(DATA EXCERPTS begins)

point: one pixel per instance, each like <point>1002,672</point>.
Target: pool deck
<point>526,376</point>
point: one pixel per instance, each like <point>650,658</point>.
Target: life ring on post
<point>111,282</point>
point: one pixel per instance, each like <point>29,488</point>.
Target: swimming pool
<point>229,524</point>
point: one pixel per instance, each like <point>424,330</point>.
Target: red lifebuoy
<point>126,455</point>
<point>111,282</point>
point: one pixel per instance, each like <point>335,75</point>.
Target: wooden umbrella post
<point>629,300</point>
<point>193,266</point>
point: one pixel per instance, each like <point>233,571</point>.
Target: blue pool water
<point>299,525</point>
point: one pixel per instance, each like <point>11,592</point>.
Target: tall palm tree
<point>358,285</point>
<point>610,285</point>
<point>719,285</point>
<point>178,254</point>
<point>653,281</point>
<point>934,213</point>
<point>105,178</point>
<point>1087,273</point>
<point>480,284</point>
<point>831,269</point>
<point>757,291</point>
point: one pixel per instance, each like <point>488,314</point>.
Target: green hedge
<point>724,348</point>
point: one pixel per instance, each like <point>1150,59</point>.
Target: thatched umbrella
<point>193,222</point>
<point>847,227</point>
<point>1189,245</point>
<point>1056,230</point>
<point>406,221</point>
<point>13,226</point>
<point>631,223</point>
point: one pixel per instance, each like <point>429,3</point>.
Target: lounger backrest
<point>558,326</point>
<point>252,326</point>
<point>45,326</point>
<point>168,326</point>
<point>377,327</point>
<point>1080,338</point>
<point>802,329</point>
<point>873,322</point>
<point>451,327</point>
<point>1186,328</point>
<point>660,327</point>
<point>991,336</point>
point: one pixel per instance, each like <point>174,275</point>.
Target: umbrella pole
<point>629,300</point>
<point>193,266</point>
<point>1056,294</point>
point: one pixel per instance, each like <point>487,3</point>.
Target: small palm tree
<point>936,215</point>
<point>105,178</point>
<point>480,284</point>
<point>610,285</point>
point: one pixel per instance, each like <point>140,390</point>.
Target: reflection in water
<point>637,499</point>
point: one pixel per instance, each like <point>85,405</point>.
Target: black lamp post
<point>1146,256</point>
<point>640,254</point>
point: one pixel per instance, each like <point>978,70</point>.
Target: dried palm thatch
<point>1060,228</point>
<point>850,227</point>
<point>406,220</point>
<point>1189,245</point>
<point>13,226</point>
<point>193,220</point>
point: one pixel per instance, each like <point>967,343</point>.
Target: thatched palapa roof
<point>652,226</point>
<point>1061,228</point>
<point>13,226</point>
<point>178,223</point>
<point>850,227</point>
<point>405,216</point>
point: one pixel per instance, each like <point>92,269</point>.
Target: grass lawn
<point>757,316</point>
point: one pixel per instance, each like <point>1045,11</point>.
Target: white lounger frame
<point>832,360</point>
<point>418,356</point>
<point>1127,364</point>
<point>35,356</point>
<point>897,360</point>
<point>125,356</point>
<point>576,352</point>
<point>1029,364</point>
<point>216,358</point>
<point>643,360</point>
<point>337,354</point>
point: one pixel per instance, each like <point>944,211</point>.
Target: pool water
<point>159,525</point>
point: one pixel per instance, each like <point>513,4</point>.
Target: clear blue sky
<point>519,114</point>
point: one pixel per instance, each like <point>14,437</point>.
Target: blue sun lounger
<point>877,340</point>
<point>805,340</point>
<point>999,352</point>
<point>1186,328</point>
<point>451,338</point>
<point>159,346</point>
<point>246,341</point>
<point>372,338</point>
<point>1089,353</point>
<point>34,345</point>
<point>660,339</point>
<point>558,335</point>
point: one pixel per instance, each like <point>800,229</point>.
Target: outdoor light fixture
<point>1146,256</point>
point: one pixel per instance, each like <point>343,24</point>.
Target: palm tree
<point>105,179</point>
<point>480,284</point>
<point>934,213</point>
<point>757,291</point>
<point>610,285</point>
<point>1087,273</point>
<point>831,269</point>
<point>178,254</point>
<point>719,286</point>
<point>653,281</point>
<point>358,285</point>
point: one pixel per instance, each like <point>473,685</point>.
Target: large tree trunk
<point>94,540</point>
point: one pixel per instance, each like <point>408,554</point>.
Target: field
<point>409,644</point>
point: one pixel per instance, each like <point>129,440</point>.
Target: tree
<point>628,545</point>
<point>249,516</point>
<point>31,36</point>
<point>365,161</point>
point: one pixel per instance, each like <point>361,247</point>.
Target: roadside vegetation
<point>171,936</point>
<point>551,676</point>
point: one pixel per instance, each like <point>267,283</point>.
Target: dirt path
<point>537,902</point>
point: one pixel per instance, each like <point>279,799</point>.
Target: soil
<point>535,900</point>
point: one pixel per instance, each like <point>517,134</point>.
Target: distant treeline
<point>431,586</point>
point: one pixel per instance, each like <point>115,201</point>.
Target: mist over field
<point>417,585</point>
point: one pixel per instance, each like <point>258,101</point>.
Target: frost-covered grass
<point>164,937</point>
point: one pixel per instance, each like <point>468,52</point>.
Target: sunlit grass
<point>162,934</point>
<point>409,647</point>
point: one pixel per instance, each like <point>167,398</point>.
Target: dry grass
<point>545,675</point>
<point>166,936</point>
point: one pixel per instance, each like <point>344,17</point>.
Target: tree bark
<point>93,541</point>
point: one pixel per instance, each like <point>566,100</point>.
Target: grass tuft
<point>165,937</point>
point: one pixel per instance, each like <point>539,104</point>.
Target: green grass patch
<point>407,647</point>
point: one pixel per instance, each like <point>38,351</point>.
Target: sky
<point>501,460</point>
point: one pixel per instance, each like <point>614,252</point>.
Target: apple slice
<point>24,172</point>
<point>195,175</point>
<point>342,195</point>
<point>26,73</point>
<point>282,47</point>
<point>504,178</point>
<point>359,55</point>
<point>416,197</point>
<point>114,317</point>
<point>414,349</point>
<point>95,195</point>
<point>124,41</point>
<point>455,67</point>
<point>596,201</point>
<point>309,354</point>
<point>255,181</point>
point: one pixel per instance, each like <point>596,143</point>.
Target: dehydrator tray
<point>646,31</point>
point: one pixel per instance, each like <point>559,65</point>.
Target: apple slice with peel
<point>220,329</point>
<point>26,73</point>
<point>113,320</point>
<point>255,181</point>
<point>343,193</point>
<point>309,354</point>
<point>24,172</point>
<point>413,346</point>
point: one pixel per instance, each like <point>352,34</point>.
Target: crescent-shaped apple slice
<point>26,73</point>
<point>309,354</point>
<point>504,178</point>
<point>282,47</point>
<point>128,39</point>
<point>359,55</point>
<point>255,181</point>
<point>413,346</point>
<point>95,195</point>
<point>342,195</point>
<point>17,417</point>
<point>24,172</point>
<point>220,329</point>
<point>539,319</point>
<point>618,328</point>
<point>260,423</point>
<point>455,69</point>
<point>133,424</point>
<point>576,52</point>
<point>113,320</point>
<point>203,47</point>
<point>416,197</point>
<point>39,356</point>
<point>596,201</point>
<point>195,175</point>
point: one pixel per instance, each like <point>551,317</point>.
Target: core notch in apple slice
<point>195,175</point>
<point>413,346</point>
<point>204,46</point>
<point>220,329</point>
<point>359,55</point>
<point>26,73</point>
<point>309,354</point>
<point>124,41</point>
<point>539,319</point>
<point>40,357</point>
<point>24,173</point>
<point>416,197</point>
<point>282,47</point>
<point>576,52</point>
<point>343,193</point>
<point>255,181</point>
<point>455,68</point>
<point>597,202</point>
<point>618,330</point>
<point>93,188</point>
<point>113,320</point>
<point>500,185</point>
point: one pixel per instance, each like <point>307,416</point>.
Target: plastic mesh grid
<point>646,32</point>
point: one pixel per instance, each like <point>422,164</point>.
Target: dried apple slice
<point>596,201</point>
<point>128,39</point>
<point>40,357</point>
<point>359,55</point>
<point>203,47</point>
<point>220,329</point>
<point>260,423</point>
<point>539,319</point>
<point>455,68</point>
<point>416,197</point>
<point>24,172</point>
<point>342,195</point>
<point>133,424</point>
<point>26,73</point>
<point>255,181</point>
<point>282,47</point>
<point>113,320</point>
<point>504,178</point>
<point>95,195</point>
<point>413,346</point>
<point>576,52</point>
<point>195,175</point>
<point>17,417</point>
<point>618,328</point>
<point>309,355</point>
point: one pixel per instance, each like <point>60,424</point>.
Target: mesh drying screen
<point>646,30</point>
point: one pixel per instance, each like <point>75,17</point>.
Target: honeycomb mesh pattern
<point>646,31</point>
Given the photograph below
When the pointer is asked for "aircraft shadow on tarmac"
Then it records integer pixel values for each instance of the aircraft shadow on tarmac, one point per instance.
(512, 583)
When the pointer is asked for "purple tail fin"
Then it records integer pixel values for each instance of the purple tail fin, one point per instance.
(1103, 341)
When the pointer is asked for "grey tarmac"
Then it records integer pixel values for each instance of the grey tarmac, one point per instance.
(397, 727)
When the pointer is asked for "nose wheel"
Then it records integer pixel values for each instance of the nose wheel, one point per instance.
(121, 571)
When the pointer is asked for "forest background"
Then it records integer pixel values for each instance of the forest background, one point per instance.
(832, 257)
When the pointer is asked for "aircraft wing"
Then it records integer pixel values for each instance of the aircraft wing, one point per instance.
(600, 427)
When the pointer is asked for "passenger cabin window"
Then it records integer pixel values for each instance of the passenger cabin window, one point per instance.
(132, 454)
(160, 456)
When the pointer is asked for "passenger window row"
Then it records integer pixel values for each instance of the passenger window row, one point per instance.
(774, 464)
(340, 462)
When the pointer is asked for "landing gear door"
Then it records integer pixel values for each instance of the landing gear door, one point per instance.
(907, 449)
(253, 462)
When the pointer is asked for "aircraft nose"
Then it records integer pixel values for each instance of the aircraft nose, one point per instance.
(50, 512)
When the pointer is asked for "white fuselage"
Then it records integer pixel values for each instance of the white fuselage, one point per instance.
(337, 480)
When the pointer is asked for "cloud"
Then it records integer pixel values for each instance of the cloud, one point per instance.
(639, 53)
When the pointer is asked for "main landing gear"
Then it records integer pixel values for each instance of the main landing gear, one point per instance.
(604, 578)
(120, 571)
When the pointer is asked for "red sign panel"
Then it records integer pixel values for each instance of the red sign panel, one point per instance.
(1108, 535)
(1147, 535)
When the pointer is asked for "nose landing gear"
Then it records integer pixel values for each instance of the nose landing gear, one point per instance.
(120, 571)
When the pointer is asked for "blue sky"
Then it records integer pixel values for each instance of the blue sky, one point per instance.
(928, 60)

(DATA EXCERPTS ends)

→ WHAT IS EXPECTED: Where the data above reaches the line holding "point: one pixel per instance, each like <point>267,283</point>.", begin printing, and stop after the line holding "point: one pixel per instance, each like <point>517,134</point>.". Each line must be reproduced exactly, with nothing else added.

→ ANSWER BELOW:
point: one pixel per instance, each like <point>267,283</point>.
Target: dirt path
<point>537,902</point>
point: one pixel per instance, each like <point>279,799</point>.
Target: soil
<point>535,900</point>
point: one pixel per instance, each like <point>517,134</point>.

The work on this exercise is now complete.